TASK INSTRUCTIONS:
Starting with the line with "Question. Provide a point on each instance of the plaid" and going on through the line with "x=321, y=196", write those lines out again, the entry's request included. Offset each number in the answer coordinates by 22.

WORKING DATA:
* * * *
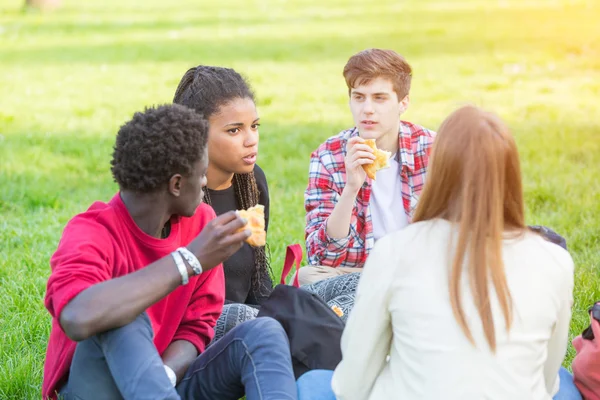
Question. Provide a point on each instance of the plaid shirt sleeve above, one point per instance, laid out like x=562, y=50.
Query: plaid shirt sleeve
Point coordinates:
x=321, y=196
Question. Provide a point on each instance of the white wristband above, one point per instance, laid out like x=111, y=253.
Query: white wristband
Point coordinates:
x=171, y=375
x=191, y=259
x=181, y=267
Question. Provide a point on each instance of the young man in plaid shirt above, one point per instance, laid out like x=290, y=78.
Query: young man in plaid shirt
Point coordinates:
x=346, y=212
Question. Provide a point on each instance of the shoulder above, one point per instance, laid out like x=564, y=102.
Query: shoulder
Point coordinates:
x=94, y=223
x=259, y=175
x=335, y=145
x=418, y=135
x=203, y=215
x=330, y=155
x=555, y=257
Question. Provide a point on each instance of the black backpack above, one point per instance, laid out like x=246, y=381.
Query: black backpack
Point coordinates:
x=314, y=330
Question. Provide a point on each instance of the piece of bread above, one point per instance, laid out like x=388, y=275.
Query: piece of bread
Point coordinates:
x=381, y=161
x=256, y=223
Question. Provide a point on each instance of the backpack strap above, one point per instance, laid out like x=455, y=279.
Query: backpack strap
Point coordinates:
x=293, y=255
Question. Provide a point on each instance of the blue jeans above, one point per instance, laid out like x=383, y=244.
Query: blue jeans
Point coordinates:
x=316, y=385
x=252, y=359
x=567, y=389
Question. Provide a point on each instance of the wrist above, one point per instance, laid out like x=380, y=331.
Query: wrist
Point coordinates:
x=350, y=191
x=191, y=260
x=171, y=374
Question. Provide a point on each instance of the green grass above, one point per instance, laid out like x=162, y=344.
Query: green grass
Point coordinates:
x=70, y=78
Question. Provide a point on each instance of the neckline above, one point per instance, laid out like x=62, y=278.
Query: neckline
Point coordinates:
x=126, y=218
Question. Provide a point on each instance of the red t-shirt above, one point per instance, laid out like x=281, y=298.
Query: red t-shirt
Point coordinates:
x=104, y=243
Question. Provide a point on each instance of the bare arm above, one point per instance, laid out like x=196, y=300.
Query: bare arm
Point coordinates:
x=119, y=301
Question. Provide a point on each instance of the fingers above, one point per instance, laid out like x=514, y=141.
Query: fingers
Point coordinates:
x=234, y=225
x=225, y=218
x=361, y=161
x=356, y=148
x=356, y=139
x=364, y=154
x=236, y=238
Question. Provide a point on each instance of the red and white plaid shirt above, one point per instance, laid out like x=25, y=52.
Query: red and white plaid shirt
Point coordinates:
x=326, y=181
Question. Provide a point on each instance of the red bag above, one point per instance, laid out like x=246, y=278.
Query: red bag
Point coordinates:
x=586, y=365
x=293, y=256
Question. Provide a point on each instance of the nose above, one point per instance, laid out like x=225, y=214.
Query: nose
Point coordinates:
* * * *
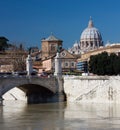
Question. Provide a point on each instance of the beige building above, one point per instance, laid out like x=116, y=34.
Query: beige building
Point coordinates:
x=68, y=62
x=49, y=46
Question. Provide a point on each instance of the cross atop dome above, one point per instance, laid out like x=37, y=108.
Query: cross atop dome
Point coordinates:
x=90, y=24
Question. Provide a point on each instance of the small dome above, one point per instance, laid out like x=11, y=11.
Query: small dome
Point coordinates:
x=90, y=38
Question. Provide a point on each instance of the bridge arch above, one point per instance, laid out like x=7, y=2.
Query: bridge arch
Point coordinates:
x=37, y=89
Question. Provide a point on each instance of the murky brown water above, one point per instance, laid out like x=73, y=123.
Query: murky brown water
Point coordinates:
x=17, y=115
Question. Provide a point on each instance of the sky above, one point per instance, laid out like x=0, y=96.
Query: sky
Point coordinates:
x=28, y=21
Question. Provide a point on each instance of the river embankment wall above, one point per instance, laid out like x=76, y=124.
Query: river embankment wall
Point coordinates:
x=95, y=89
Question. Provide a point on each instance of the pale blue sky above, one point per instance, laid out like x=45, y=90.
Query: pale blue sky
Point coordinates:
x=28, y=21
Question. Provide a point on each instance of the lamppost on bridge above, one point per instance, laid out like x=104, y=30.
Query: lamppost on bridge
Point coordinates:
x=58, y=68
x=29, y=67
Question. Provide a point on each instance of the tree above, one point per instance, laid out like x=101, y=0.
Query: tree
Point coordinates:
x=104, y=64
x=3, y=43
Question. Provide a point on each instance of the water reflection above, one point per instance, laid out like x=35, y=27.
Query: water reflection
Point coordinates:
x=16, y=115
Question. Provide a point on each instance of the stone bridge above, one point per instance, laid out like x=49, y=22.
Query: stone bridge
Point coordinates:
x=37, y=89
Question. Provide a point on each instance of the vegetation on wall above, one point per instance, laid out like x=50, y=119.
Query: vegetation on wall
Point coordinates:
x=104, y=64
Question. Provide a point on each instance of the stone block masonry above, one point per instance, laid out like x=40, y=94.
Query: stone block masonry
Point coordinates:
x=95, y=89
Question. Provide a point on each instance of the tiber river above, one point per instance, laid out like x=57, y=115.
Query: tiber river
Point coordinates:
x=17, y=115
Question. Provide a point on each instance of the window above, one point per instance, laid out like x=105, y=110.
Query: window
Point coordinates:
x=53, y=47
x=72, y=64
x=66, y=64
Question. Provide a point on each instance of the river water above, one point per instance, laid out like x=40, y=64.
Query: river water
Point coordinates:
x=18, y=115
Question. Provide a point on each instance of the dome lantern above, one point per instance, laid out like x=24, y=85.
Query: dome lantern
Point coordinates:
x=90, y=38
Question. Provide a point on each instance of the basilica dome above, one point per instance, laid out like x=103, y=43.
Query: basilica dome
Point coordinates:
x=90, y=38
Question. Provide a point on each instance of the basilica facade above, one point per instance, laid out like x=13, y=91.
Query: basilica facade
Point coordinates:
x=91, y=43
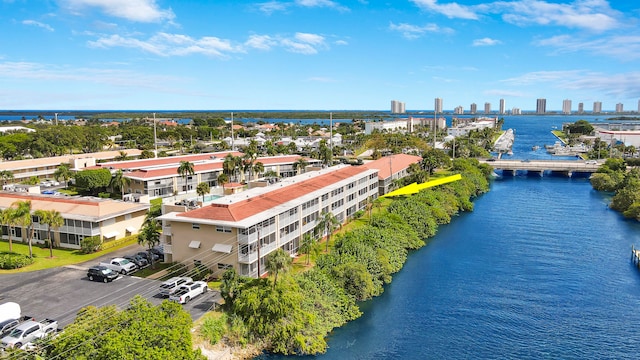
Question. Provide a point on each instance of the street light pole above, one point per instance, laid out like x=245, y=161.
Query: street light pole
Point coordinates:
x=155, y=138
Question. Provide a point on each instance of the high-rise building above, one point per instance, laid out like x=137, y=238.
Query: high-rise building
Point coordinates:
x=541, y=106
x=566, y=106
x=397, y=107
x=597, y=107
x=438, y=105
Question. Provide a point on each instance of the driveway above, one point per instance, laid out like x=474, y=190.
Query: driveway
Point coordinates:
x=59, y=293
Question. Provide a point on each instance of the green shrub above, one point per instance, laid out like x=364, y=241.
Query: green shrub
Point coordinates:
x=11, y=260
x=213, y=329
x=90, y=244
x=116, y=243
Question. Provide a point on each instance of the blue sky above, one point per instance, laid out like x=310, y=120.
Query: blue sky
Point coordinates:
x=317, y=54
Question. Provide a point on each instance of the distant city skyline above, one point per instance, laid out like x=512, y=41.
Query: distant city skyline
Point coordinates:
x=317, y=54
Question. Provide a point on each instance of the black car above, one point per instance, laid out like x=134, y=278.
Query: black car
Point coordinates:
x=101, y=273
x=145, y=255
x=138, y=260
* * * *
SOLUTION FOR THIS PROBLEM:
Question. Provide a point on each instance of the plaid shirt sleeve above, one point per instance, laid out like x=562, y=50.
Query: plaid shirt sleeve
Point coordinates:
x=343, y=218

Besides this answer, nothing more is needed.